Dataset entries
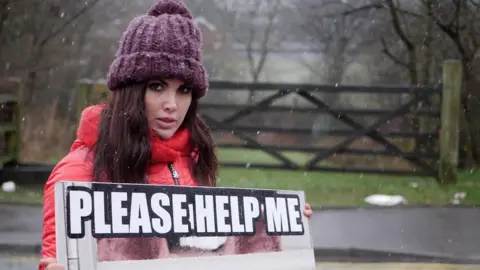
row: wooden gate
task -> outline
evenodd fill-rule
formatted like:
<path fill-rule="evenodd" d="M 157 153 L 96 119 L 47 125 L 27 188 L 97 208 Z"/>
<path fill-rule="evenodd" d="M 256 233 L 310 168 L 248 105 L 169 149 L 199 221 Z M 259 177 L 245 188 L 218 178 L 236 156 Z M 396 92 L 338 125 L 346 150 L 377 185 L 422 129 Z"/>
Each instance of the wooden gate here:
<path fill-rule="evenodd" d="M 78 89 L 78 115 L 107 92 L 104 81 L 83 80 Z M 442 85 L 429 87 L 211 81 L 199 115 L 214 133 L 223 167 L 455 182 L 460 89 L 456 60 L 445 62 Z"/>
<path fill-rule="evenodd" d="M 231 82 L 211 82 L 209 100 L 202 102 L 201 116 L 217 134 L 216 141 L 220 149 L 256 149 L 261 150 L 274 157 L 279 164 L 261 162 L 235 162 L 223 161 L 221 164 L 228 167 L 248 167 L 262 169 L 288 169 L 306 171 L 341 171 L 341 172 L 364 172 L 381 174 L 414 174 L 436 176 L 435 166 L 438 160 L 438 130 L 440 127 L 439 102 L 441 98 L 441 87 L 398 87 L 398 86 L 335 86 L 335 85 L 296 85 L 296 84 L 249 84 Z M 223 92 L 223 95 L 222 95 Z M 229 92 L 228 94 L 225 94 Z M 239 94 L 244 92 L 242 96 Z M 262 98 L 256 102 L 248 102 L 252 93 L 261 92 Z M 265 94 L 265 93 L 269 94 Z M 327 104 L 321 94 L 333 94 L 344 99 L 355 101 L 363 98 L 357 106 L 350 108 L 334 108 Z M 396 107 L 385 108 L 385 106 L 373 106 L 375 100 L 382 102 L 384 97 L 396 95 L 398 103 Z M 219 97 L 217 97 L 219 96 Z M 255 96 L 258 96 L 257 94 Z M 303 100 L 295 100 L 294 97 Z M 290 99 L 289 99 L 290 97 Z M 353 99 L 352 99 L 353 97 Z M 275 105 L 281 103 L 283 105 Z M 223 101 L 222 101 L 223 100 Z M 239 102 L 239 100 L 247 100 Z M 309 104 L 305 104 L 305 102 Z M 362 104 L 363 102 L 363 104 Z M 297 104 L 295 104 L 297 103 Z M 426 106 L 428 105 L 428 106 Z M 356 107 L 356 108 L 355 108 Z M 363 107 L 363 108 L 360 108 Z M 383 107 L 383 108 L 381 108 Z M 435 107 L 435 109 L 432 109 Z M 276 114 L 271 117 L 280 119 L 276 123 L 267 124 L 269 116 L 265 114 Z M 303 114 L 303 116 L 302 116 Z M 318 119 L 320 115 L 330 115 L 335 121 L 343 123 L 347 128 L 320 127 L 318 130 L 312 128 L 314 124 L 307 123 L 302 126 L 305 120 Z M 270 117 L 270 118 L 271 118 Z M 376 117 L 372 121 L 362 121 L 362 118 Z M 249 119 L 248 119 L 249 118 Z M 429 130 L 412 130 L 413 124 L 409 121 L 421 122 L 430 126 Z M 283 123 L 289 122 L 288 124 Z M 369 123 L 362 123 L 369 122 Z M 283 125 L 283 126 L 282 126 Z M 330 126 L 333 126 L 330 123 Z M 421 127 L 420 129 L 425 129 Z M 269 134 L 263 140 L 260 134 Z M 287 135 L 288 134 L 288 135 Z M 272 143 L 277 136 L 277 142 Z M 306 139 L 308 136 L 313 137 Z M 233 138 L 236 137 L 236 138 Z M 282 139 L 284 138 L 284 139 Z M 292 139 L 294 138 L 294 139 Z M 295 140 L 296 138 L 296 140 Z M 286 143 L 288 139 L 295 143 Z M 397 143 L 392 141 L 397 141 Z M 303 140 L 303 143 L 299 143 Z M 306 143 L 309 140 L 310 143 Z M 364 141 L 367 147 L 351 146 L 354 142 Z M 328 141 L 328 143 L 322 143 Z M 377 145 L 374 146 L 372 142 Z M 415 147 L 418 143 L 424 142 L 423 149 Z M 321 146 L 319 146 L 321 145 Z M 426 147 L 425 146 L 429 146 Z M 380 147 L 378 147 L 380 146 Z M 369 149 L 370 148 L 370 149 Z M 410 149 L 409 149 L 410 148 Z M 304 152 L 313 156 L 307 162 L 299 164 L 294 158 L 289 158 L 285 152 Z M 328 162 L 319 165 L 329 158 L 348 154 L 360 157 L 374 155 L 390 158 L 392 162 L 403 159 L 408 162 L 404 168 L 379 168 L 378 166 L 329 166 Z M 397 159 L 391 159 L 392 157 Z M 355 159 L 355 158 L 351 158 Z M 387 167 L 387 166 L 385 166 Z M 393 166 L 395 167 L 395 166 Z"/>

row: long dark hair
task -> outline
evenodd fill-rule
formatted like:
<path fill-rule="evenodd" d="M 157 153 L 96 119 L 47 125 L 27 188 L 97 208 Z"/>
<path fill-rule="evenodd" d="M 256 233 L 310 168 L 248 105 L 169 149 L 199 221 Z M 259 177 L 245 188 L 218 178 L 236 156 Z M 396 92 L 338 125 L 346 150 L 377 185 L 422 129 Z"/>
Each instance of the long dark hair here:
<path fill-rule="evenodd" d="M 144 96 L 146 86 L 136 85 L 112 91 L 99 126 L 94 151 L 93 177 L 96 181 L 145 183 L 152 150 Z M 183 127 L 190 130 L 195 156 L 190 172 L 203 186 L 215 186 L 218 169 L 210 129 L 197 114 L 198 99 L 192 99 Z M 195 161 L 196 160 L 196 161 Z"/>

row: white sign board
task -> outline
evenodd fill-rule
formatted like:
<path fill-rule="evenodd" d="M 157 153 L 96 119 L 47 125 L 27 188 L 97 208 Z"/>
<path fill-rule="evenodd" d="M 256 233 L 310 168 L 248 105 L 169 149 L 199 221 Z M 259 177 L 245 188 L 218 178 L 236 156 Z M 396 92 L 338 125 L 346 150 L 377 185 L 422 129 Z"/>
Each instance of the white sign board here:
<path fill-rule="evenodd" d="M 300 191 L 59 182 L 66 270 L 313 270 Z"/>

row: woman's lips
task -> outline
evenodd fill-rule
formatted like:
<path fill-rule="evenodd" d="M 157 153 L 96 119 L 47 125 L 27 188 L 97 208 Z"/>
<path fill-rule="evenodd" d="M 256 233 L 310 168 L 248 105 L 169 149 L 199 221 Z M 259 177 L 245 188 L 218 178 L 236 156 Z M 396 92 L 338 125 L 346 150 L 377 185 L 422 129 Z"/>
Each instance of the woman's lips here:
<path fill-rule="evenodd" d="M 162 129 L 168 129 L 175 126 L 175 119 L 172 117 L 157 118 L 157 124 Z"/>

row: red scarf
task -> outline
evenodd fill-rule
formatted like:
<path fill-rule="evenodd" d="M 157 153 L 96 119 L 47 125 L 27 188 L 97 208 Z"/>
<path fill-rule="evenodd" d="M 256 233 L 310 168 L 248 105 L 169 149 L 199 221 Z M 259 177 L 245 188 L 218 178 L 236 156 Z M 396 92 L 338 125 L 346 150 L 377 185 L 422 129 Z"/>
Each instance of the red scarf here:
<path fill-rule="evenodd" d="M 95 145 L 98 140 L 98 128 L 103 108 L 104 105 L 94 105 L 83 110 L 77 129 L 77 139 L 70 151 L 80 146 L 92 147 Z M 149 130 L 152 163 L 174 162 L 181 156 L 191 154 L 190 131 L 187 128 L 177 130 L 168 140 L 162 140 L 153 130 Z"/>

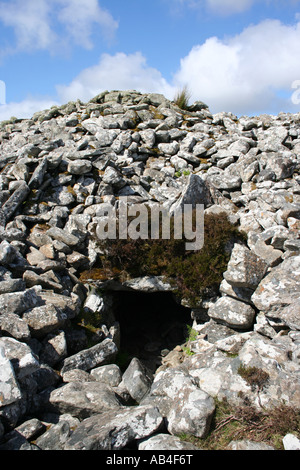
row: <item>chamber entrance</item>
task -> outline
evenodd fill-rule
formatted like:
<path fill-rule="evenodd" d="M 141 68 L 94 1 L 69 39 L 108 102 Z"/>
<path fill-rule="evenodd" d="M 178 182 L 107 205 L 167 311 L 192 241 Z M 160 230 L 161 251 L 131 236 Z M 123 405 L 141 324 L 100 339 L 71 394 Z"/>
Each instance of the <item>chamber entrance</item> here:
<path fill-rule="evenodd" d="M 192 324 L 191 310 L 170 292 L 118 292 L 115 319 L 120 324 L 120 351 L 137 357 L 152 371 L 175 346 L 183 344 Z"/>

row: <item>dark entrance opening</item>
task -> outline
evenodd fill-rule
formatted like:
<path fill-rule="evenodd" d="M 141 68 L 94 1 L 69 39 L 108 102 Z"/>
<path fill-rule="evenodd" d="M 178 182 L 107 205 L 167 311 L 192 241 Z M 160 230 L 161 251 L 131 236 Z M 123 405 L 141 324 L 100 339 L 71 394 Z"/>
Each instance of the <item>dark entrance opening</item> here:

*What is needed*. Output exactly the lines above, from the line with "Each instance of the long" to the line with "row: <item>chamber entrance</item>", both included; skip the pictures.

*Solution to this task*.
Each instance of the long dark hair here:
<path fill-rule="evenodd" d="M 144 96 L 146 86 L 136 85 L 112 91 L 99 126 L 94 151 L 93 177 L 96 181 L 145 183 L 152 150 Z M 183 127 L 190 130 L 195 156 L 190 172 L 203 186 L 215 186 L 218 169 L 210 129 L 197 114 L 198 99 L 192 99 Z M 195 161 L 196 160 L 196 161 Z"/>

row: white sign board
task -> outline
evenodd fill-rule
formatted like:
<path fill-rule="evenodd" d="M 157 153 L 96 119 L 47 125 L 27 188 L 97 208 Z"/>
<path fill-rule="evenodd" d="M 256 233 L 310 168 L 248 105 L 169 149 L 199 221 Z M 259 177 L 245 188 L 218 178 L 236 156 Z M 396 92 L 338 125 L 346 150 L 377 185 L 422 129 Z"/>
Each instance of the white sign board here:
<path fill-rule="evenodd" d="M 300 191 L 59 182 L 66 270 L 313 270 Z"/>

row: woman's lips
task -> outline
evenodd fill-rule
formatted like:
<path fill-rule="evenodd" d="M 157 153 L 96 119 L 47 125 L 27 188 L 97 208 Z"/>
<path fill-rule="evenodd" d="M 256 233 L 310 168 L 248 105 L 169 149 L 199 221 Z M 259 177 L 245 188 L 218 178 L 236 156 Z M 396 92 L 338 125 L 346 150 L 377 185 L 422 129 Z"/>
Each instance of the woman's lips here:
<path fill-rule="evenodd" d="M 162 129 L 168 129 L 175 126 L 175 119 L 172 117 L 157 118 L 157 124 Z"/>

row: red scarf
task -> outline
evenodd fill-rule
formatted like:
<path fill-rule="evenodd" d="M 157 153 L 96 119 L 47 125 L 27 188 L 97 208 Z"/>
<path fill-rule="evenodd" d="M 256 233 L 310 168 L 248 105 L 169 149 L 199 221 Z M 259 177 L 245 188 L 218 178 L 236 156 Z M 396 92 L 338 125 L 346 150 L 377 185 L 422 129 Z"/>
Each instance of the red scarf here:
<path fill-rule="evenodd" d="M 95 145 L 98 140 L 98 128 L 103 108 L 104 105 L 94 105 L 83 110 L 77 129 L 77 139 L 70 151 L 80 146 L 92 147 Z M 149 130 L 152 163 L 174 162 L 181 156 L 191 154 L 190 131 L 187 128 L 177 130 L 168 140 L 162 140 L 153 130 Z"/>

row: <item>chamber entrance</item>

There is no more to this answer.